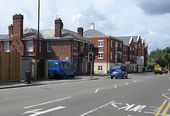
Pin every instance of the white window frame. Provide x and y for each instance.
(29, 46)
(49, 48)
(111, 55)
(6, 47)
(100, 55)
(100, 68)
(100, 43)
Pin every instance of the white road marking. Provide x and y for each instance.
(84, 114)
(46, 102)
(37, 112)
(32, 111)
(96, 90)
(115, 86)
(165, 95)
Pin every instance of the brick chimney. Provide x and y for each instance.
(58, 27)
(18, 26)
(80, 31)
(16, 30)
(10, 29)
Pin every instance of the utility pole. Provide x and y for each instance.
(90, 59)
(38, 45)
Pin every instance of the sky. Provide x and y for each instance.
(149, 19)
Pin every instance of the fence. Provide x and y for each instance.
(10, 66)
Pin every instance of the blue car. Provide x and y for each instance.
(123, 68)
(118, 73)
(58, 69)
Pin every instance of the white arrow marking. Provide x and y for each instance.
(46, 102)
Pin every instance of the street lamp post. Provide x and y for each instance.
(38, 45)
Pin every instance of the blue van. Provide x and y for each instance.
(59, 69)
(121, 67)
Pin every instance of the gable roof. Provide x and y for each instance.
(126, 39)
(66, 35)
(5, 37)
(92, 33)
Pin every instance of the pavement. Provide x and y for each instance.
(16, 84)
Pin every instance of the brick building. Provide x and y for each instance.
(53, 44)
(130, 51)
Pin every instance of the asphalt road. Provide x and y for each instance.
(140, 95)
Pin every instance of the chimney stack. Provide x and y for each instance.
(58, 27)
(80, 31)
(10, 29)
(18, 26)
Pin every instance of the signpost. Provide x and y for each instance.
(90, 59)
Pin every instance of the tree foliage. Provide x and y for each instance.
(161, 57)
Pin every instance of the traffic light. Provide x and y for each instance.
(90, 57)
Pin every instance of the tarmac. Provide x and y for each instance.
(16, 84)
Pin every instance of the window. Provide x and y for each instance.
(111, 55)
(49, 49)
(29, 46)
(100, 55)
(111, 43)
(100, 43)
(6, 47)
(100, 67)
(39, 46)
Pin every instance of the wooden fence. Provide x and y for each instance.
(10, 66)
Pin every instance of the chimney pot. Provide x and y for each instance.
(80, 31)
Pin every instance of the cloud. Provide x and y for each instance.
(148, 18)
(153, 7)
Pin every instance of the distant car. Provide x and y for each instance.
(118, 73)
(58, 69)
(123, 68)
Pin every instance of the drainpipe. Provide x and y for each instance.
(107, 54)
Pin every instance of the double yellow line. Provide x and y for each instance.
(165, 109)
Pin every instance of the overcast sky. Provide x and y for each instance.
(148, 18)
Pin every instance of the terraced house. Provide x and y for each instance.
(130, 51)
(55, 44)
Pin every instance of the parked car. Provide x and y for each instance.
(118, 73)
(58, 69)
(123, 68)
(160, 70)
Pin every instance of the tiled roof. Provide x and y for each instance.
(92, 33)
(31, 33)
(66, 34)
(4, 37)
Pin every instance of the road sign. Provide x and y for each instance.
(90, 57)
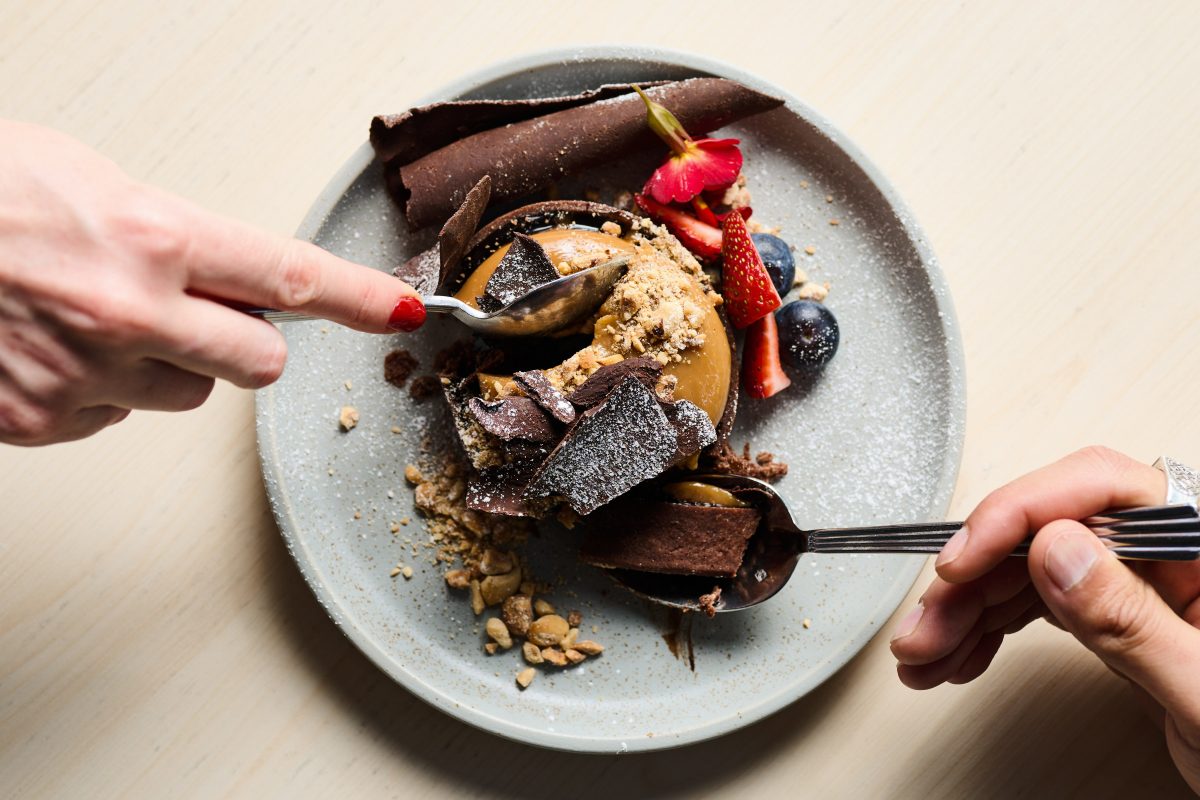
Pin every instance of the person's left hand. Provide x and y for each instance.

## Given instruction
Reproduce all of the data above line for line without any changes, omitting the pictures.

## Expected answer
Pin every instance of the white window frame. Provide x and y for each instance.
(29, 46)
(49, 48)
(111, 55)
(6, 47)
(100, 55)
(100, 68)
(100, 43)
Pin every instance of the white road marking. Provide x and y for each instance.
(84, 114)
(46, 102)
(37, 112)
(32, 111)
(96, 90)
(115, 86)
(165, 95)
Pin every instance of the brick chimney. Provide x and y for each instance.
(58, 27)
(18, 26)
(80, 31)
(16, 30)
(10, 29)
Pin every instance of the utility pole. Provide x and y for each instance.
(90, 59)
(38, 45)
Pin every instance of the sky. Provide x and y for each instance.
(149, 19)
Pin every instance of the fence. Provide x and y for each instance.
(10, 66)
Pin every instance of the blue car. Provide x and y for each instance.
(123, 68)
(118, 73)
(58, 69)
Pin every instance of the white arrow marking. Provide x and y for each instance.
(46, 102)
Pin every instance of the street lamp post. Provide x and y for each instance.
(38, 45)
Pin every instance of the blue van. Provide x and y for each instance.
(59, 69)
(121, 67)
Pin every instance of the gable roof. Provide x and y for each instance.
(126, 39)
(66, 35)
(5, 37)
(92, 33)
Pin every instance of the pavement. Provide x and y for each instance.
(16, 84)
Pin every instance of the brick building. Provide x and y for each instance.
(53, 44)
(130, 51)
Pin every instance of the asphalt road. Provide x and y for each instance.
(140, 95)
Pin every instance of the chimney stack. Provide x and y for each instance.
(58, 27)
(80, 31)
(10, 29)
(18, 26)
Pin every instance of the signpost. Provide x and y for each instance.
(90, 59)
Pin every instance of the tree foliage. Provide x and y for each instance.
(161, 57)
Pin every instance of the traffic light. Provide x and y for each instance.
(90, 57)
Pin every instance of the tarmac. Provide x and y for each instance.
(16, 84)
Pin every instance of the window. Provide x and y for each instance.
(111, 55)
(49, 49)
(29, 46)
(100, 55)
(111, 43)
(100, 43)
(6, 47)
(100, 67)
(39, 46)
Pin every instance of the wooden fence. Provide x and y for each instance.
(10, 66)
Pin every instance of the chimney pot. Provide x and y for each instance.
(80, 31)
Pin every instance of the cloud. Provide x and y for each instance.
(148, 18)
(153, 7)
Pin every instance of the distant car. Provide x and y for each instance.
(118, 73)
(58, 69)
(123, 68)
Pin every instance of the drainpipe. Provide x and y for each instance.
(107, 54)
Pin every instance of the double yellow line. Provide x and y for each instance.
(165, 109)
Pin every instance of the overcast sky. Provide x and y for each instance.
(148, 18)
Pin every instance of the terraced house. Provide x and y for each instance.
(130, 51)
(55, 44)
Pin every instance of the parked car. Provide x and y for each instance.
(118, 73)
(58, 69)
(123, 68)
(160, 70)
Pin every instance of the tiled roof. Provide x and y for each instance.
(92, 33)
(31, 33)
(66, 34)
(4, 37)
Pin every instance of the road sign. Provide x and y for each instance.
(90, 57)
Pin every instance of the person's left hand. Provide x and y for each instance.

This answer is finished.